THE TASK |
Verbatim transcription with images omitted: return the entries below in full.
+ + + + +
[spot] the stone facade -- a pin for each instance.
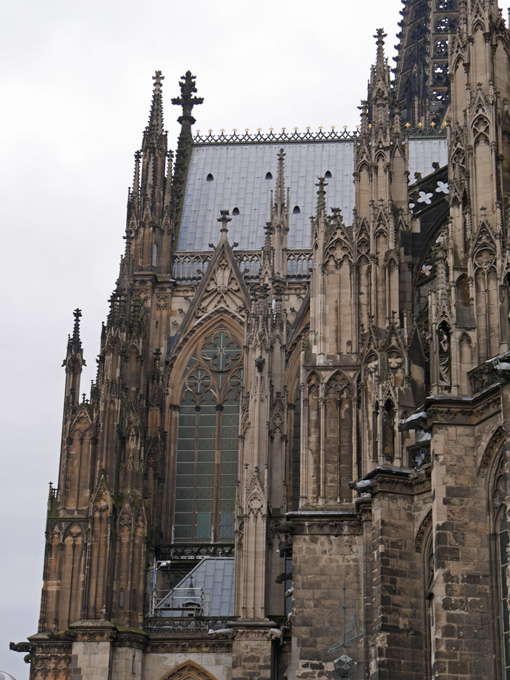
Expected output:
(334, 418)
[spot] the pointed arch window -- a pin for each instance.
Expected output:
(207, 444)
(502, 564)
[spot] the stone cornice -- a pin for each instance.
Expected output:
(320, 522)
(452, 410)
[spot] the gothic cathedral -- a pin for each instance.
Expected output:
(294, 461)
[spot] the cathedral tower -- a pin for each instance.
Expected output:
(293, 459)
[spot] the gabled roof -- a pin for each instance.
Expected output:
(226, 176)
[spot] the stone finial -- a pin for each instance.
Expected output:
(321, 195)
(156, 112)
(224, 219)
(187, 100)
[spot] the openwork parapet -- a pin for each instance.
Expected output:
(332, 135)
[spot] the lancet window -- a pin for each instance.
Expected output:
(207, 444)
(502, 565)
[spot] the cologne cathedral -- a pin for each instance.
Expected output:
(293, 462)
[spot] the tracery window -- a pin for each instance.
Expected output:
(207, 444)
(501, 532)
+ + + + +
ANSWER BELOW |
[spot] the stone facade -- a pin for each instance.
Expected output:
(334, 418)
[spot] the pointed arch window -- a pin for each instance.
Expected output:
(207, 444)
(502, 564)
[spot] the stone cornice -- a pin for each instance.
Expected output:
(320, 522)
(452, 410)
[spot] the gothic cathedral -- a pin for each instance.
Expected output:
(294, 461)
[spot] the cathedral tower -- a pin for each instance.
Expected output:
(293, 459)
[spot] the gabled roof -- a pin for each instance.
Expected output:
(226, 176)
[spot] the stone finial -- a pin for each instance.
Expected output:
(321, 195)
(156, 112)
(224, 219)
(187, 100)
[spot] the openwork parapet -- a pin for each instance.
Expected output:
(332, 135)
[spot] the lancet window -- a pin for each instance.
Expected output:
(207, 444)
(502, 565)
[spot] the cologne cathedral -- a pin for each instance.
Expected output:
(293, 462)
[spot] the tracery window -- a pin for each instance.
Expected output:
(207, 444)
(501, 532)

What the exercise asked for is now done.